--- Exercise directions ---
Put every line of the data below into a numbered list, leaving out any blank lines.

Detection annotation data
[start]
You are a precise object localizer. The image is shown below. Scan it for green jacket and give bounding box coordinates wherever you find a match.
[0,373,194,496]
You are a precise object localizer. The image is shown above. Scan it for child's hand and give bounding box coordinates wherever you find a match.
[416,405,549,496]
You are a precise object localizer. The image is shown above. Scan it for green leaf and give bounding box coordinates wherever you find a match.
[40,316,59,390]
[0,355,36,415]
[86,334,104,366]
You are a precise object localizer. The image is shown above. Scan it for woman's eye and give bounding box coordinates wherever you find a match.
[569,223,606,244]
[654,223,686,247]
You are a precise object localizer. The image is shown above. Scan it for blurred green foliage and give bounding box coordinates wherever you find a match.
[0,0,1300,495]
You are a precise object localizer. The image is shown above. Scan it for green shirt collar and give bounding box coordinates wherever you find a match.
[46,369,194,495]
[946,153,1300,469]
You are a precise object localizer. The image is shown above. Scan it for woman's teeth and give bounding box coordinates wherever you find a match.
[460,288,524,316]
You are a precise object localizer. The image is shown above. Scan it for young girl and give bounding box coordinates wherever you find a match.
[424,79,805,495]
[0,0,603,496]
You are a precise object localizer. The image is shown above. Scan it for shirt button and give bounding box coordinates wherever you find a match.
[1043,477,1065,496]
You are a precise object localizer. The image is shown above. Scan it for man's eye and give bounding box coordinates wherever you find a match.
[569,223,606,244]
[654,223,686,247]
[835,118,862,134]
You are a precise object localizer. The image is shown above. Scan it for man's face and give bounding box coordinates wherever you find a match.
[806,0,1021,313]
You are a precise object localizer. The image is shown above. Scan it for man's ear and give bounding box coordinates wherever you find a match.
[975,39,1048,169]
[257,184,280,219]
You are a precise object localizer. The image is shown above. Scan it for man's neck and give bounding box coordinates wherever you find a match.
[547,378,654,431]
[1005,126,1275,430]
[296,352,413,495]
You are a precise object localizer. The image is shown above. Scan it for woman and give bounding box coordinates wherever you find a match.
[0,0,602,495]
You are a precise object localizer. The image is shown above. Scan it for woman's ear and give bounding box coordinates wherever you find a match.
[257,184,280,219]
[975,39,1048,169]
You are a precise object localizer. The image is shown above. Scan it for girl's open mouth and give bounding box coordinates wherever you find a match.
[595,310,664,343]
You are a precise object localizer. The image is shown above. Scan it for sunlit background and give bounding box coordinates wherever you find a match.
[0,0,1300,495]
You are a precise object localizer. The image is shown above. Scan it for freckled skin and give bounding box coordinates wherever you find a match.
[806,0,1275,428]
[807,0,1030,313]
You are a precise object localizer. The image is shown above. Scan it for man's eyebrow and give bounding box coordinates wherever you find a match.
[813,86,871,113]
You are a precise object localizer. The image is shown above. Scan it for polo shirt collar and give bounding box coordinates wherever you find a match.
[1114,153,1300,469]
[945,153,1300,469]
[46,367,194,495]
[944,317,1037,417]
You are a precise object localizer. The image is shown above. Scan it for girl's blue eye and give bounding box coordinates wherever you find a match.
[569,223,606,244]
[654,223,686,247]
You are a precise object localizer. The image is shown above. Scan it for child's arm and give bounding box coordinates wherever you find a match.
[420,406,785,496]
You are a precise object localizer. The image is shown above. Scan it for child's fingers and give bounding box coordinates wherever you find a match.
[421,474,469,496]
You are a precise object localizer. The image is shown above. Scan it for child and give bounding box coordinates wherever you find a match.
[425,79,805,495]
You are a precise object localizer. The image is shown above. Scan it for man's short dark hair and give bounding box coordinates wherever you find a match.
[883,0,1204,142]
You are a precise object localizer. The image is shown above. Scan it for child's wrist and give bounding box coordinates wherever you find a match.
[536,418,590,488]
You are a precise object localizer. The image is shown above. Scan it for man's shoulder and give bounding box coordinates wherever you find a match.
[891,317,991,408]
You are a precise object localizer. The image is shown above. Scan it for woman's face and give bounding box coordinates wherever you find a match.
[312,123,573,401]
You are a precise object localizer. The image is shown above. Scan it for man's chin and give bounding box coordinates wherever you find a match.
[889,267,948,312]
[end]
--- Correct output ---
1. You are a precise object localizer. The image is shown below. Scan it for green jacket and give bounding box coordinates wherever you find a match.
2. [0,373,194,496]
3. You are a precise object localizer. The image is shown above. Scan it for child's hand and give bounding box coordinates wherever you find a match.
4. [416,405,549,496]
5. You are a precise object localizer. The image is shown above. Scan it for green leaf and give bounding box coordinates wherever you find a match.
6. [40,316,59,390]
7. [0,355,36,415]
8. [86,334,104,366]
9. You are a precise object localizer. The image is shown above. Scan it for woman's eye and give bounding box coordinates wherever you find a match.
10. [569,223,606,244]
11. [654,223,686,247]
12. You are a precise object localizer. The image is shown above. Scan it for blurred green foliage and give bounding box coordinates wherever you find a match.
13. [0,0,1300,495]
14. You are a precise object localizer. The image is shown above. Scan it for green shirt collar and give bounding box coordinates wherever you find a match.
15. [46,369,194,495]
16. [946,153,1300,469]
17. You are a precise object localizer. The image is shown above. Scan it for woman's teeth and give bounding box coordinates wherever you find a match.
18. [460,288,524,316]
19. You are a precise object localizer. The image is shown above. Scan it for young girl and give bounding box coordinates wherever you find a match.
20. [424,79,805,495]
21. [0,0,603,496]
22. You are a precise object localizer. The image is shown above. Scan it for shirt button and give bounding box coordinates wherever you find a match.
23. [1043,477,1065,496]
24. You are a precise object localizer. The image is shown above. Scan it for man's eye and give bounding box coordinates wherever you find a match.
25. [569,223,606,244]
26. [654,223,686,247]
27. [835,118,862,134]
28. You are a precise object localizer. The image is shown above. Scan it for man's face and give bounding box coordinates wherever you find a match.
29. [806,0,1021,313]
30. You are a precise object localizer. The image is shown above. Scan it for man's ear and give bounding box coordinates wherever you find a match.
31. [975,39,1048,169]
32. [257,184,280,219]
33. You are a precise object localizer. The image is shown above. Scan it for man's neck and give bounding box coordinates wherever you find a match.
34. [547,378,654,431]
35. [1005,126,1275,430]
36. [296,352,413,495]
37. You are a precise object localizer. The image is shown above. Scan it for woman and give bounding box coordinates wherever you find a match.
38. [0,0,602,495]
39. You are a precise object localizer. The image is shown above. Scan it for woman's ear and give bounding box coordinates wherever you find a match.
40. [257,184,280,219]
41. [975,39,1048,169]
42. You are a precise object localizer. The image is shown above. Scan it for girl's open mouth and give bounding box coordinates wherever you find a match.
43. [595,310,664,343]
44. You are a precise object localizer. The image is shown above. Scan it for sunlit background and give bounding box coordinates wherever you find a match.
45. [0,0,1300,495]
46. You are a precise object localizer. The image is shown above. Scan it for freckled skin and give bounding box coordinates wherever you find a match.
47. [806,0,1275,428]
48. [807,0,1030,313]
49. You are a precise object localizer. The image is shown above. Scan it for man's eyebrow and give bounding box coordinates wherever you find a match.
50. [813,86,871,113]
51. You are a precise object localizer. The image is shown above. Scan it for polo shirt collar and give bounding box coordinates wherever you find a match.
52. [1114,153,1300,469]
53. [945,153,1300,469]
54. [46,367,194,495]
55. [944,317,1037,417]
56. You are a precise object localizer. The image is shown above. Scan it for girl's blue eye and give bounding box coordinates wherever you find a match.
57. [569,223,606,244]
58. [654,223,686,247]
59. You are a precise object localizer. The image is shown above. Scan it for child's arm and give bounding box coordinates wherever you find a match.
60. [420,406,785,496]
61. You are a precise object localizer. The image is shown above. Scan it for child's fingers and give bounding box coordinates wherever you find a match.
62. [421,474,469,496]
63. You are a precise object localizer. The image is shown above. Scan it for child and give bounding box coordinates wherever you find a match.
64. [425,79,805,495]
65. You are a precise object localizer. The image is shown above. Scan it for man's short dark hair and give bounding box coordinates wherever you find a match.
66. [883,0,1204,142]
67. You are a precise object localizer. The image is shown above. Scan it for child's wrist and give bounding box coordinates wherever you find a match.
68. [536,418,590,488]
69. You are a precise object localizer. The image is shown above. Scan it for man's shoulder and give bounding box coordinates wherever you find a match.
70. [891,317,991,408]
71. You are a precise object localizer. The image is shown above. Scan it for woman's face and give bounding box coordinates wherever you find a match.
72. [312,123,573,401]
73. You are a precise object localizer. The image is shown above. Scan it for man's chin and give bounding box coordinates wherever you find a match.
74. [889,267,948,312]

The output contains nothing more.